> PROBLEMS TO WORK ON
a. In the article on MSF's warning about Nigeria's health system, how many children with complications were admitted into stabilization centers?
b. Pick up the article on MSF's warning about Nigeria's health system after its last sentence and carry it further.

> PROVIDED TEXT

┄┄┄┄┄┄┄┄┄┄┄┄┄┄┄┄┄┄┄┄

ABUJA, Nigeria – Humanitarian organisation Médecins Sans Frontières warns that deepening global funding cuts are pushing Nigeria’s fragile healthcare system closer to collapse as malnutrition, disease outbreaks and maternal health emergencies intensify nationwide.
In its 2025 Country Activity Report released on Wednesday, MSF reveals that more than 440,000 children will receive treatment for malnutrition in 2025, marking the organisation’s highest malnutrition admissions in Nigeria in recent years.
According to the report, 353,989 children are treated for severe acute malnutrition through outpatient programmes, while another 90,723 children with complications are admitted into stabilisation centres.
MSF Country Representative Ahmed Aldikhari describes the figures as alarming.
“The 2025 data tells a harrowing story,” Aldikhari says.
“Conflict and insecurity, displacement, inflation, flooding, drought and rising food prices continue to affect families’ ability to access food and healthcare.”
He warns that shrinking humanitarian support is placing additional strain on already overstretched medical services across vulnerable communities.
The organisation also reports treating 341,239 malaria patients, 38,753 measles cases, 6,123 diphtheria infections and 985 meningitis patients across its supported facilities.

┄┄┄┄┄┄┄┄┄┄┄┄┄┄┄┄┄┄┄┄

> INFORMATION SHOWN
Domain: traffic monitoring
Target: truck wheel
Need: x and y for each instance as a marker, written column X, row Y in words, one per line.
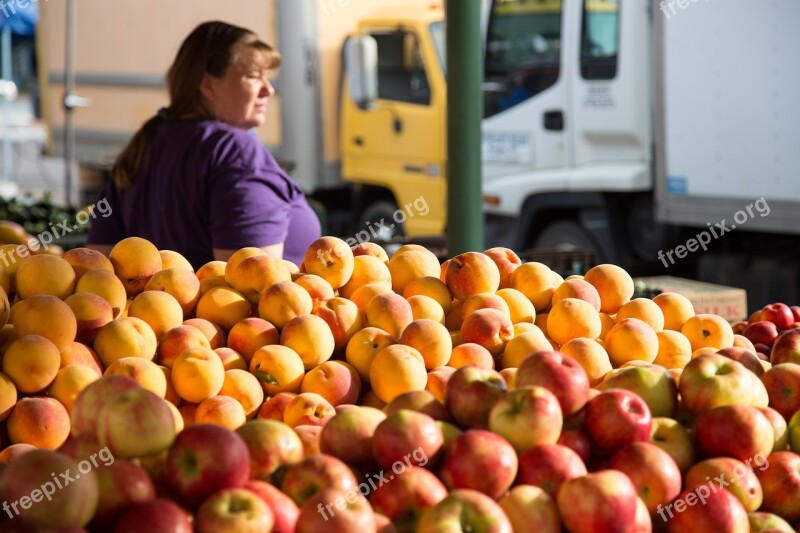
column 378, row 221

┄┄┄┄┄┄┄┄┄┄┄┄┄┄┄┄┄┄┄┄

> YOUR RESPONSES
a. 90,723 children.

b.
MSF says northern Nigeria remains at the centre of the nutrition crisis due to worsening insecurity, displacement and economic hardship.
The organisation operates projects in Borno, Katsina, Kano, Sokoto and several other states while expanding operations into Kaduna.
Beyond malnutrition, MSF highlights Nigeria’s maternal health crisis, revealing that its teams assist 33,590 deliveries, conduct over 119,000 antenatal consultations and perform 224 fistula surgeries in 2025.
Aldikhari calls for urgent investment in vaccination, sanitation, maternal healthcare and primary healthcare systems.
“Timely access to emergency obstetric and newborn care can save lives,” he says.
The warning comes amid worsening inflation, food insecurity and humanitarian funding shortages affecting millions of Nigerians.